Written instruction — Put every line of the rows below into a Markdown table with the columns Line No. and Text, numbering the lines in order and leaving out blank lines. Leave the pictures out of the answer.

******************************

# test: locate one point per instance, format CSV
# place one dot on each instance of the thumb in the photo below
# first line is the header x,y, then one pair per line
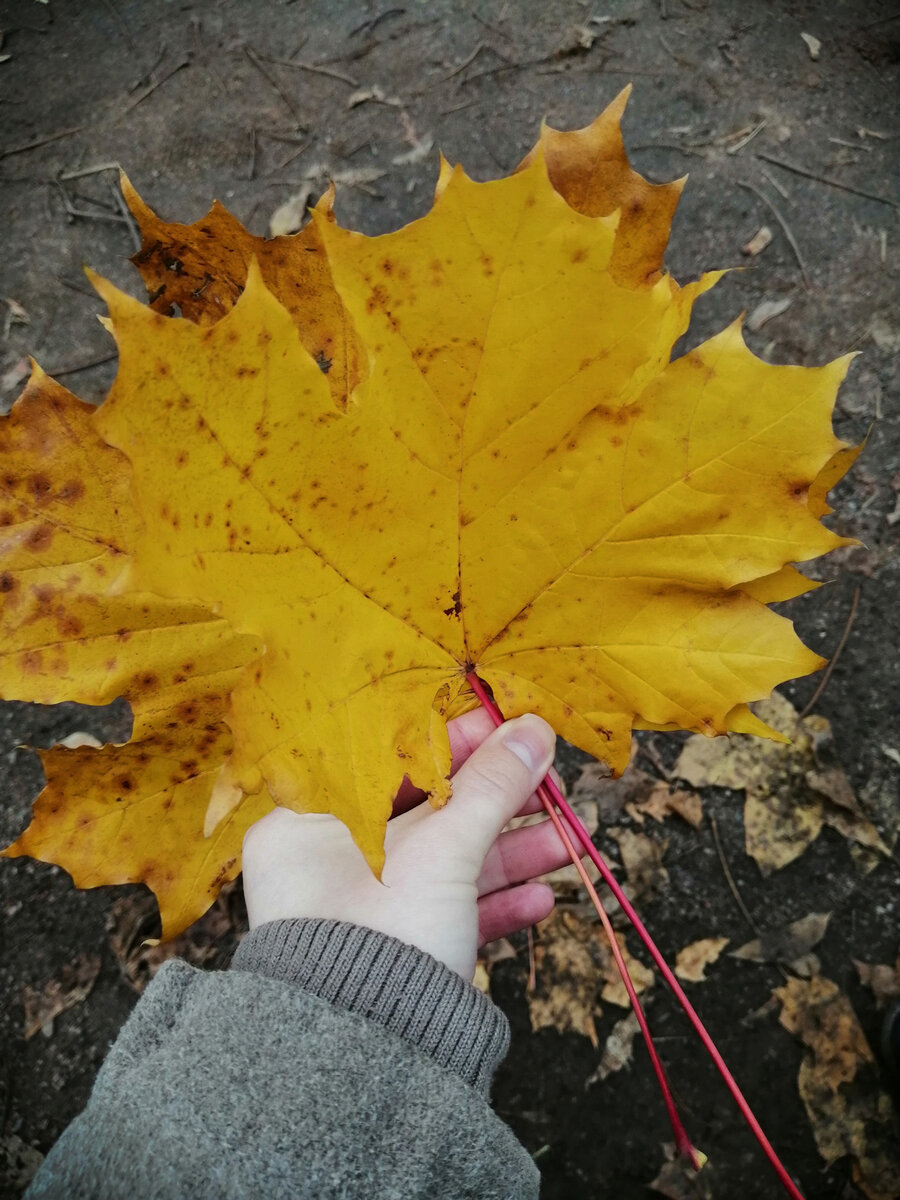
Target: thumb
x,y
495,783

******************************

Answer to the exercise —
| Line No. | Text |
|---|---|
| 1 | # test: locate one point per instance, format CSV |
| 2 | # place one dot on each instance of the thumb in the photo below |
| 3 | # first line is the header x,y, then one pair per line |
| 4 | Target: thumb |
| 5 | x,y |
| 6 | 495,783 |